Task to complete: Please extract every line below that contains the word "positive", matching case exactly, and copy each one in full.

(Dataset excerpts)
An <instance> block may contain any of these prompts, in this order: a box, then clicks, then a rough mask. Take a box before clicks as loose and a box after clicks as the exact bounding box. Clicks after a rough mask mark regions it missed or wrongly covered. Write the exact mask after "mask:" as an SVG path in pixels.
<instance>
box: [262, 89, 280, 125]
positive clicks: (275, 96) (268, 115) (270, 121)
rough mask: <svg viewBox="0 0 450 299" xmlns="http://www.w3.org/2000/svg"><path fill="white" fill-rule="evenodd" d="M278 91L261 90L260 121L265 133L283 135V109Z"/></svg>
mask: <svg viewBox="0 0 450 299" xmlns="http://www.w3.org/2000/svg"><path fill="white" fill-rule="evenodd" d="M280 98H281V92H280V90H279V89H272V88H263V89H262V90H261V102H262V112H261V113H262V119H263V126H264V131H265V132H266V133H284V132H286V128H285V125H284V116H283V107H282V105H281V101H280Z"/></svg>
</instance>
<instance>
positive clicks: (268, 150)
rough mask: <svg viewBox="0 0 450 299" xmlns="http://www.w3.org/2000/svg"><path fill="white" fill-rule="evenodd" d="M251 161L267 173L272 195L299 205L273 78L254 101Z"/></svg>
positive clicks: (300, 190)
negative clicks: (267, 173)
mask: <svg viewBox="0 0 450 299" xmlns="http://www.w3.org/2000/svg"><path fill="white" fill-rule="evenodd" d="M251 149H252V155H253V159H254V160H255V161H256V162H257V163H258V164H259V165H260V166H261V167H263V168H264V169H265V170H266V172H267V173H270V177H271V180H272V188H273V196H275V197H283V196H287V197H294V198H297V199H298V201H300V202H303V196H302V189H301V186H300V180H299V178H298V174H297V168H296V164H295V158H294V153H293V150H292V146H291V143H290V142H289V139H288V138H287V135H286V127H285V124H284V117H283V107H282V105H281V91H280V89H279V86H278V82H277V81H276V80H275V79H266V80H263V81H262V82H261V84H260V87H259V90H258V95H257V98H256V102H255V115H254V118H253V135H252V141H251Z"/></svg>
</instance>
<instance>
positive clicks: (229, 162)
--
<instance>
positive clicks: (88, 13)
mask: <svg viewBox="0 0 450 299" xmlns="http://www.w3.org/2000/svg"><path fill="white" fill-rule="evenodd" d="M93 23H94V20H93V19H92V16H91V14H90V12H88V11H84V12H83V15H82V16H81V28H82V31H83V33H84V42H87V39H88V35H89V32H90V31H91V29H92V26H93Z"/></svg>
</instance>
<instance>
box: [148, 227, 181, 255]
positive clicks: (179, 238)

Solution to this task:
positive clicks: (275, 96) (268, 115) (270, 121)
positive clicks: (268, 150)
positive clicks: (300, 190)
positive clicks: (229, 162)
positive clicks: (88, 13)
positive clicks: (179, 238)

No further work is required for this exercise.